- **Material supplied**
----------

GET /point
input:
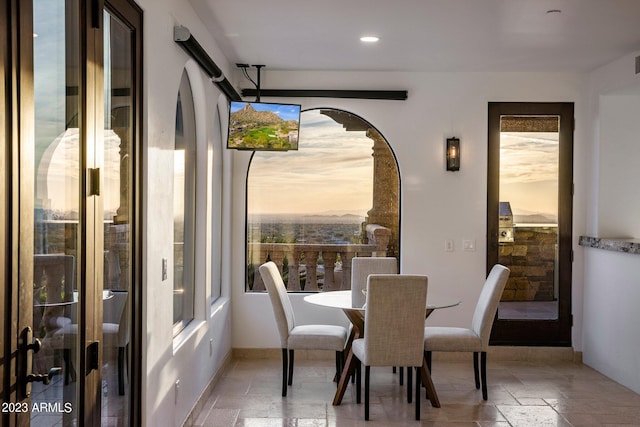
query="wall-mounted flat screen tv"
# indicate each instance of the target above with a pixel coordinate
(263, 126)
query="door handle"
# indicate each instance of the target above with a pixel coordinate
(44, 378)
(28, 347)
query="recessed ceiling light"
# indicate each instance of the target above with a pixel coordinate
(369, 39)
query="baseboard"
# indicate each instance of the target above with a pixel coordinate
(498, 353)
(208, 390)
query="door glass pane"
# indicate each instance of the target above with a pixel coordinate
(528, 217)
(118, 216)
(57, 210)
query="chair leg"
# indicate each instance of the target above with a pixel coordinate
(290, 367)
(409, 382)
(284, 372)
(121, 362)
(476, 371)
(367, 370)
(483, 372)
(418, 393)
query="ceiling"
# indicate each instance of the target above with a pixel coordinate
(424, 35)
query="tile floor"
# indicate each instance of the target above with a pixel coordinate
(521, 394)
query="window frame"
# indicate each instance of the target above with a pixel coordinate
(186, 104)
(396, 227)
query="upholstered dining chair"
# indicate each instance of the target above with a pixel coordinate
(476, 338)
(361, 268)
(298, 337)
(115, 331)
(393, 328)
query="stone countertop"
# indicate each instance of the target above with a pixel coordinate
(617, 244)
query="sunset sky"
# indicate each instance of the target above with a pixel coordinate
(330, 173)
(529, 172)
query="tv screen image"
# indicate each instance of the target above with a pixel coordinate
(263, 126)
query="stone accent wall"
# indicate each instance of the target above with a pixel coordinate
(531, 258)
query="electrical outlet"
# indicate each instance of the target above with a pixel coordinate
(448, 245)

----------

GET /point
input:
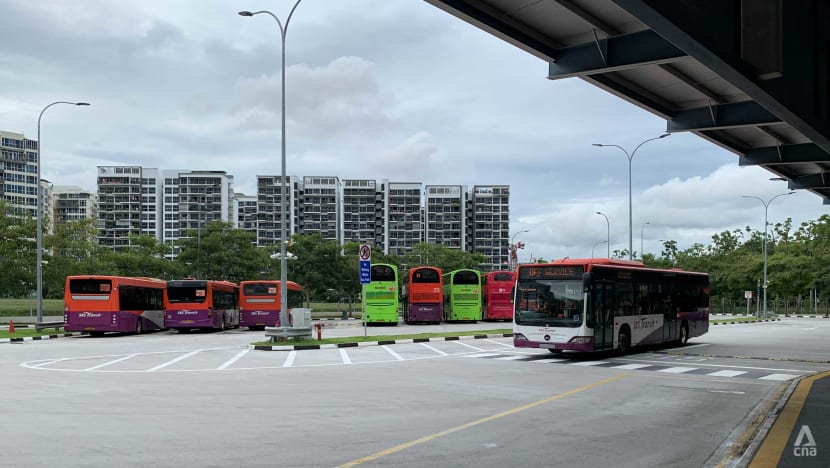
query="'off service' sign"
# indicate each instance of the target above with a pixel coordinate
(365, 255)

----------

- **Work to complete**
Return all lines from the material that contain "wall".

- **Result for this exercise**
query="wall-mounted flat screen tv"
query="stone accent wall"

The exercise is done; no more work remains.